--- SUPPLIED PASSAGE ---
####################
Hospital trips can be deadly

Hospital-acquired infections kill tens of thousands each year

By Barbara Pierce

Bernard
Bernard

Hospital infections kill twice as many Americans as those who die each year in car crashes. They kill more each year than AIDS and breast cancer combined.

“There are 75,000 people who die each year of health care-related infections,” said Heather Bernard, director of infection prevention for Mohawk Valley Health System. She oversees infection prevention programs at all MVHS locations, such as St. Elizabeth Medical Center, Faxton St. Luke’s Healthcare, and its long-term care facilities.

You might think of hospitals as sterile safety zones in the battle against infection. But in truth, they are ground zero for the invasion.

On any given day, about one in 25 hospital patients has at least one health care-associated infection. In the ongoing war of humans versus disease-causing bacteria, the bugs are gaining the upper hand. Deadly and unrelenting, they’re becoming more and more difficult to kill.

But there’s hopeful news: The MVHS is aggressively taking steps to reduce infections.

“We use best practices to reduce infections,” said Bernard, noting procedures are proven to produce optimal results.

“We insist on cleanliness. Cleanliness of patients, Cleanliness of health care providers, and cleanliness of the facility,” said Bernard.

“One basic is adequate hand washing,” she added. “This is the most important way to prevent hospital infections.”
They have long been encouraging doctors and nurses to wash their hands frequently. “Now we’re getting patients engaged; we’re starting a patient hand hygiene campaign. We’re making it easy for patients to wash their hands, like having hydrating waterless hand wash products at the bedside.” Nursing homes and other healthcare facilities may also use a Healthcare Industry Disinfection Disruptive Technology system to maintain the cleanliness and safety of everyone within the premises. Furthermore, they may outsource hospital cleaning services to ensure their facilities are clean and safe for the patients and employees.

“We have strict bathing practices,” she said. “All patients are bathed every day. For high-risk patients —such as those in the intensive care unit and those with central lines (catheters in the body) — in addition to a routine bath, we use a chlorhexidine gluconate bath.

“We have very strict cleaning practices so that every nook and cranny is thoroughly cleaned. We use only a certain disinfectant. We use disposable mops and cleaning cloths, so they aren’t carried from room to room. We then finish with an ultra-violet light machine to give an extra bang for your buck and get rid of invisible bacteria.”

Growth of ‘superbugs’

In addition to cleanliness, the other important concern for Bernard is the appropriate use of antibiotics. “We have a big push to make sure we’re giving the appropriate antibiotic,” she said. This is because many of these deadly infections can be traced back to the use of antibiotics, the very drugs that are supposed to fight the infections. The inappropriate use of antibiotics encourages the growth of “superbugs” that are immune to the drugs and kill off patients’ protective bacteria.
####################
--- SUPPLIED DATA ---
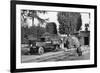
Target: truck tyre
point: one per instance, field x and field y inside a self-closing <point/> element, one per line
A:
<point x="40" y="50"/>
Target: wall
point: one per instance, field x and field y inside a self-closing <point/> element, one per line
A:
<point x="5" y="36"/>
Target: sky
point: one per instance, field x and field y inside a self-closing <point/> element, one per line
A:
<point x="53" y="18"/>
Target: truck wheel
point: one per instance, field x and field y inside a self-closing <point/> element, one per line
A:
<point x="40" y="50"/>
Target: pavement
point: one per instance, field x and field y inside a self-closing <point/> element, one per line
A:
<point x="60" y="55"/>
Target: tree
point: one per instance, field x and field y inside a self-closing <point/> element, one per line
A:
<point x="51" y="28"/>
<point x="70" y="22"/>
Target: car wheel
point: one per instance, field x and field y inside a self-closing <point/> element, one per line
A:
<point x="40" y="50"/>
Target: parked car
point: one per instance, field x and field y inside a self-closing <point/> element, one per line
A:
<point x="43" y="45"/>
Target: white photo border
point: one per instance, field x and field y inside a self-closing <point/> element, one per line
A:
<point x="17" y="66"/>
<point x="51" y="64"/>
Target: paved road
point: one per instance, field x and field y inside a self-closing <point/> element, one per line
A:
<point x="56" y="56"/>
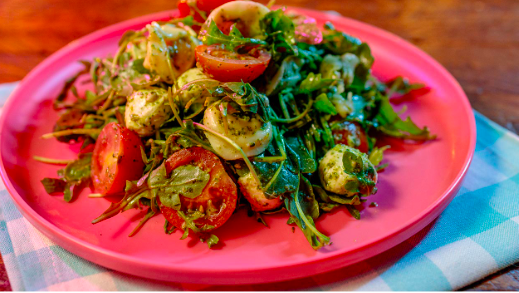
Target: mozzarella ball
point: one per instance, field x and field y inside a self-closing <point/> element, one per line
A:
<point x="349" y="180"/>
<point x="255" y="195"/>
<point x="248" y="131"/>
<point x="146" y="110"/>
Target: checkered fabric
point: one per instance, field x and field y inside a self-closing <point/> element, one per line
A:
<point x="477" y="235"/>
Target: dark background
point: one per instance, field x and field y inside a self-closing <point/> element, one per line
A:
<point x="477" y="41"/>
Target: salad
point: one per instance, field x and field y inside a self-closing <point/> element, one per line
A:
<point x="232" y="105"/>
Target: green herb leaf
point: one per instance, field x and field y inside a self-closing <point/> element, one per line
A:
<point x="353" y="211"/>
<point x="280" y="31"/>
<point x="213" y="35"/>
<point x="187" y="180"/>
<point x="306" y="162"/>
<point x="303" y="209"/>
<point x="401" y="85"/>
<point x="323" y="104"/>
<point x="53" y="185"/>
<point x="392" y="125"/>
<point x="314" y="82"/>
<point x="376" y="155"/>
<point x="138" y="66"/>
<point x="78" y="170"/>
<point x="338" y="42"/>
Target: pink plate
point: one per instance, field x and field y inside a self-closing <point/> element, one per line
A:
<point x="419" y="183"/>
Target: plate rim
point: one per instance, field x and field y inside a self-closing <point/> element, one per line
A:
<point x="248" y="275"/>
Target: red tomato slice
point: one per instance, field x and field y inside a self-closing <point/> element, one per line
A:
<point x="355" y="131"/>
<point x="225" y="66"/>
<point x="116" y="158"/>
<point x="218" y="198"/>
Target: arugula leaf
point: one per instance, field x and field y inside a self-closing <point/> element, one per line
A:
####################
--- WHAT IS REQUIRED ---
Write the next part of the hospital-infections article above, beginning right after its closing sentence about superbugs.

--- RESPONSE BELOW ---
“We want to ensure the antibiotic is appropriate and that the patient needs it,” she added. “Not every infection requires an antibiotic. It’s important that antibiotics are not taken if they are not necessary. The more that we control this, the more we can control infections that are antibiotic-resistant.”

As a patient, there are several things you can do to reduce your risk of a hospital infection. Infections can occur after many types of medical procedures. This is particularly true if you are having surgery.

— Don’t be afraid to ask questions about your care so that you will fully understand your treatment plan and expected outcomes.

— If you have diabetes, be sure that you and your doctor discuss the best way to control your blood sugar before, during, and after your hospital stay. High blood sugar increases the risk of infection noticeably. The stress of surgery often makes glucose levels spike erratically. When blood glucose levels are tightly controlled, patients resist infection better. Continue monitoring even when you are discharged from the hospital, because you are not fully healed.

— If you are overweight, losing weight will reduce the risk of infection following surgery.

— If you are a smoker, consider a smoking cessation program. This will reduce the chance of developing a lung infection while in the hospital and may also improve your healing abilities following surgery.

— If you have an intravenous catheter, keep the skin around the dressing clean and dry. Tell your nurse promptly if the dressing works loose or gets wet. Avoid a catheter if possible.

— In any health care setting, wash your hands carefully after handling any type of soiled material. This is especially important after you have gone to the bathroom.